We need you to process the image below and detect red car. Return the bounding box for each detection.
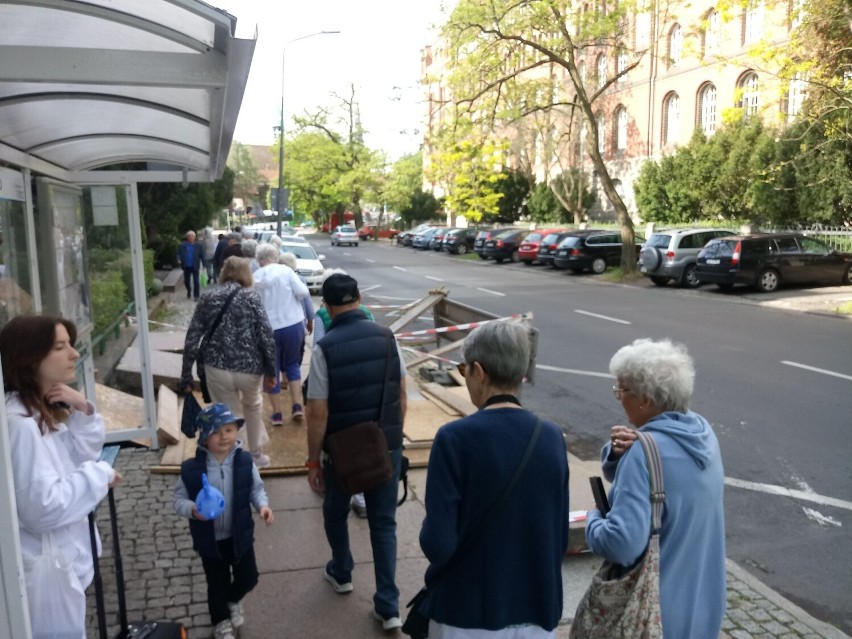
[518,229,562,266]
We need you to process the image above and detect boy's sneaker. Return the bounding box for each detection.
[251,453,271,468]
[213,619,237,639]
[228,601,246,629]
[373,610,402,632]
[323,570,352,595]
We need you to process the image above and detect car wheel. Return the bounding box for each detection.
[680,264,701,288]
[757,268,781,293]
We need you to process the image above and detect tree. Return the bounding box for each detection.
[436,0,645,273]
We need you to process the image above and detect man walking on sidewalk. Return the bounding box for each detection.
[305,273,406,630]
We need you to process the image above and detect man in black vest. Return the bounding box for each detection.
[305,273,406,630]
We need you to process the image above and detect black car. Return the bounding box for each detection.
[441,227,477,255]
[695,233,852,293]
[538,231,576,266]
[553,231,643,273]
[484,229,529,264]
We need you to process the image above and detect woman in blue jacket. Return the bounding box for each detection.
[586,339,725,639]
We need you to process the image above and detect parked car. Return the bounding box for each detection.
[280,238,325,293]
[485,229,529,264]
[443,226,477,255]
[358,224,399,240]
[553,231,643,274]
[429,226,450,251]
[639,229,734,288]
[473,227,519,260]
[331,224,358,246]
[518,229,561,266]
[538,230,575,267]
[411,226,441,251]
[695,233,852,293]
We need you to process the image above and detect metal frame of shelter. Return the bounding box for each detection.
[0,0,256,639]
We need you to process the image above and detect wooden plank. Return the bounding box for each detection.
[157,384,182,446]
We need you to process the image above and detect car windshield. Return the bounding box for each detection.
[281,244,318,260]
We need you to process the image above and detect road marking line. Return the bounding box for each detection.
[574,308,631,324]
[535,364,615,379]
[476,287,506,297]
[725,477,852,510]
[781,360,852,381]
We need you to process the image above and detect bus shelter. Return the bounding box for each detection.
[0,0,256,639]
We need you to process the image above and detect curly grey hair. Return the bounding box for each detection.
[462,322,530,389]
[255,242,278,266]
[609,338,695,413]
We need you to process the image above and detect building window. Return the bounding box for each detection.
[662,92,680,146]
[615,107,627,151]
[698,82,716,137]
[704,9,722,56]
[669,24,683,66]
[743,0,763,44]
[738,71,758,116]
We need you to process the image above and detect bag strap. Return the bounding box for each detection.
[636,430,666,536]
[422,417,542,588]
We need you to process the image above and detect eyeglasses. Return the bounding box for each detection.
[612,386,633,401]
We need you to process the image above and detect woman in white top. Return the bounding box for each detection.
[0,316,121,639]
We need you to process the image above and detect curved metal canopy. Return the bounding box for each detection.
[0,0,255,182]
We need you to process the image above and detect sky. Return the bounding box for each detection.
[213,0,450,160]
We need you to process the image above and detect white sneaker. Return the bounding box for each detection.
[213,619,237,639]
[228,601,246,629]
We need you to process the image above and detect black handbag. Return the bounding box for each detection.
[402,419,541,639]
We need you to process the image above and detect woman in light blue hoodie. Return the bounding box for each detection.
[586,339,725,639]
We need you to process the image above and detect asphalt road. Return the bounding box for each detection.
[315,240,852,633]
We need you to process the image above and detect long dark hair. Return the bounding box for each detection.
[0,315,77,433]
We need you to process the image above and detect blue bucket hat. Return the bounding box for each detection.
[195,404,245,444]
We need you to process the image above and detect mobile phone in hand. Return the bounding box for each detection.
[589,477,609,517]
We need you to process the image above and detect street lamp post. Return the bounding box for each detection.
[278,31,340,236]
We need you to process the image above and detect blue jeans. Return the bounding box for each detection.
[322,448,402,619]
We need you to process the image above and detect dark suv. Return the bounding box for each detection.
[553,231,643,274]
[695,233,852,293]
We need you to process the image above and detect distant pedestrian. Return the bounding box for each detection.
[177,231,203,300]
[174,404,275,639]
[580,339,726,639]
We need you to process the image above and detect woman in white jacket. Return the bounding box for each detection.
[0,316,121,639]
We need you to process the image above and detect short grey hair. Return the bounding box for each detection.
[609,338,695,413]
[254,242,278,266]
[278,251,299,272]
[462,321,530,389]
[242,240,257,257]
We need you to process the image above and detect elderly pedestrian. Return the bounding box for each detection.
[177,231,203,301]
[255,242,311,426]
[305,274,406,630]
[586,339,726,639]
[416,322,568,639]
[180,257,275,468]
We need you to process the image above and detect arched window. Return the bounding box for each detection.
[662,91,680,146]
[615,106,627,151]
[737,71,758,116]
[669,24,683,66]
[704,9,722,56]
[698,82,716,136]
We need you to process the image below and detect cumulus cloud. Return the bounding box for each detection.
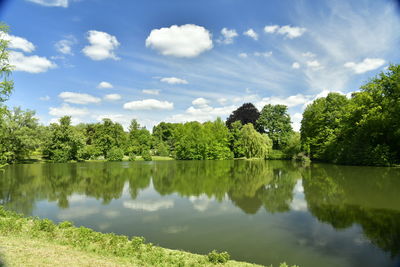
[39,95,50,101]
[27,0,68,7]
[49,104,89,117]
[218,28,238,44]
[97,82,114,89]
[142,89,160,95]
[192,97,208,107]
[124,99,174,110]
[0,33,35,53]
[166,103,236,122]
[243,29,258,41]
[256,94,311,108]
[254,51,272,57]
[104,94,121,101]
[306,60,322,70]
[54,36,77,55]
[264,25,307,39]
[10,51,57,73]
[160,77,188,84]
[292,62,300,69]
[58,92,101,104]
[344,58,385,74]
[146,24,213,58]
[82,30,120,60]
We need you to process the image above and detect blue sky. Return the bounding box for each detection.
[0,0,400,130]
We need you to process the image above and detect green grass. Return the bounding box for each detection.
[0,206,298,267]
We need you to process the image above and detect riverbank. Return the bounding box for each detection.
[0,206,296,267]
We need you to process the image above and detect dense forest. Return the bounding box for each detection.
[0,25,400,166]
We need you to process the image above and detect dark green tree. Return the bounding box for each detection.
[257,104,293,149]
[226,103,260,128]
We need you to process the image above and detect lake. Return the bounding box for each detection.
[0,160,400,267]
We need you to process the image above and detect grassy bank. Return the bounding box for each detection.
[0,209,296,267]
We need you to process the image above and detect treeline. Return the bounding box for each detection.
[301,65,400,166]
[0,103,300,164]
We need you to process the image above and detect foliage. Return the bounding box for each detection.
[172,118,232,160]
[141,150,152,161]
[257,104,293,149]
[301,65,400,166]
[107,147,124,161]
[93,119,126,159]
[43,116,84,162]
[241,123,272,159]
[226,103,260,128]
[207,250,230,263]
[0,206,268,266]
[128,120,151,155]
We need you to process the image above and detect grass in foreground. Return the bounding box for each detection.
[0,206,294,267]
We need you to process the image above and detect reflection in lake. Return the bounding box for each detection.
[0,160,400,266]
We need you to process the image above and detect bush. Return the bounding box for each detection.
[106,147,124,161]
[141,150,153,161]
[207,250,230,264]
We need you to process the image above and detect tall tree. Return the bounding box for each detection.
[226,103,260,128]
[43,116,84,162]
[257,104,293,149]
[93,119,126,158]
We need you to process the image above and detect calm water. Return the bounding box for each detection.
[0,161,400,267]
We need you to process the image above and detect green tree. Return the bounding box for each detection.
[128,120,151,155]
[43,116,84,162]
[0,108,40,163]
[93,119,126,158]
[241,123,272,158]
[257,104,293,149]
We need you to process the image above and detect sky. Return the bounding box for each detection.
[0,0,400,130]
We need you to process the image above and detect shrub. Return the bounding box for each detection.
[141,149,153,161]
[106,147,124,161]
[207,250,230,264]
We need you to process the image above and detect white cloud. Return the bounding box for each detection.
[9,51,57,73]
[122,199,175,214]
[54,36,77,55]
[217,97,228,105]
[254,51,272,57]
[218,28,238,44]
[146,24,213,58]
[82,30,120,60]
[256,94,311,108]
[264,25,307,39]
[104,94,121,101]
[49,104,89,117]
[264,25,279,33]
[97,81,114,89]
[344,58,385,74]
[166,104,236,122]
[58,92,101,104]
[243,29,258,41]
[0,32,35,53]
[192,97,209,107]
[39,95,50,101]
[301,51,316,58]
[292,62,300,69]
[27,0,68,7]
[124,99,174,110]
[160,77,188,84]
[306,60,322,70]
[142,89,160,95]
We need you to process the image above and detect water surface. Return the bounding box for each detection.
[0,160,400,267]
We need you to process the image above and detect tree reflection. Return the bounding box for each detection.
[303,165,400,256]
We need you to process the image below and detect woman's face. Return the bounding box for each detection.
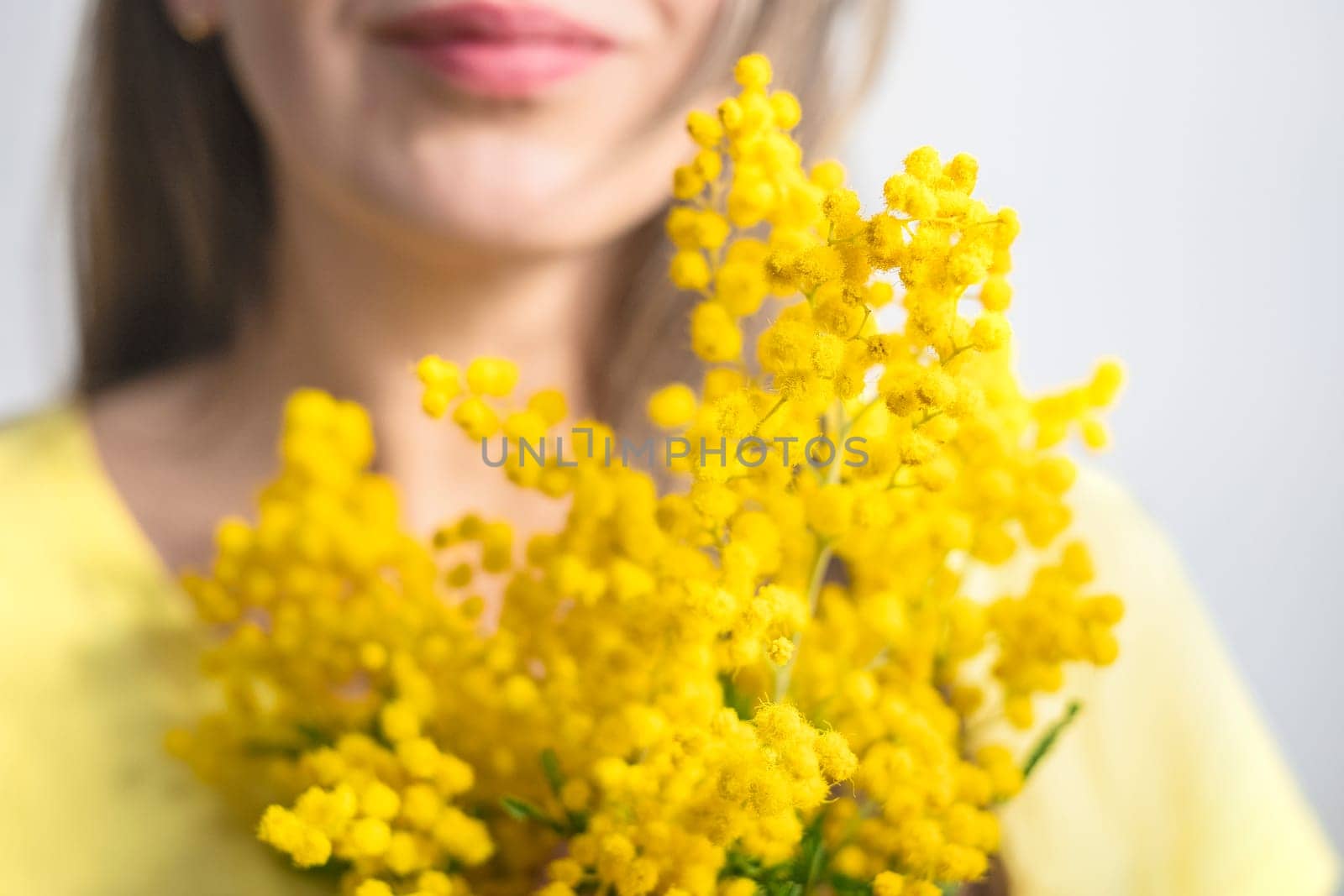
-*-*-
** Exercise aim **
Copy the lines again, starting at the line that contains "We need you to process the image above and detect arched" and stopping after the line that contains "[0,25,400,166]". Include the requests, add -121 to every bounding-box coordinate in the answers, and leave out the pictures.

** Task answer **
We need you to process the image above and detect arched window. Return the bounding box for each detection.
[541,-30,559,25]
[494,-15,506,30]
[616,-50,637,-5]
[548,-97,562,-55]
[583,-112,601,-65]
[577,-39,595,15]
We need you to process the image below and detect cumulus cloud. Return the bounding box for each detection.
[-82,-26,-71,-20]
[-94,-121,-53,-114]
[-72,-17,-32,-4]
[97,-93,117,-77]
[-24,-39,-7,-32]
[21,-32,39,-26]
[71,-24,87,-14]
[3,-22,53,-11]
[-121,-88,-86,-68]
[45,-18,115,1]
[122,-92,137,-80]
[135,-27,190,-13]
[133,-70,151,-64]
[-17,-27,0,-20]
[185,-61,201,-51]
[-67,-85,-44,-66]
[143,-96,186,-82]
[-111,-70,-64,-48]
[39,-44,67,-37]
[171,-59,179,-52]
[-63,-29,-20,-17]
[223,-63,264,-47]
[25,-97,92,-63]
[-39,-91,-1,-61]
We need you to process the image above and detect blue sky. Return the bounding box for each detection.
[-121,-121,279,9]
We need you to process the image above and detect green grass. Return the bounding box for each detection.
[-121,85,177,146]
We need you to process the image above and detect riverbank. Return the bounding box for each detection.
[-121,85,175,146]
We need you to process the image above and detect dense forest. Return the bounding box for each detection.
[-121,-96,279,45]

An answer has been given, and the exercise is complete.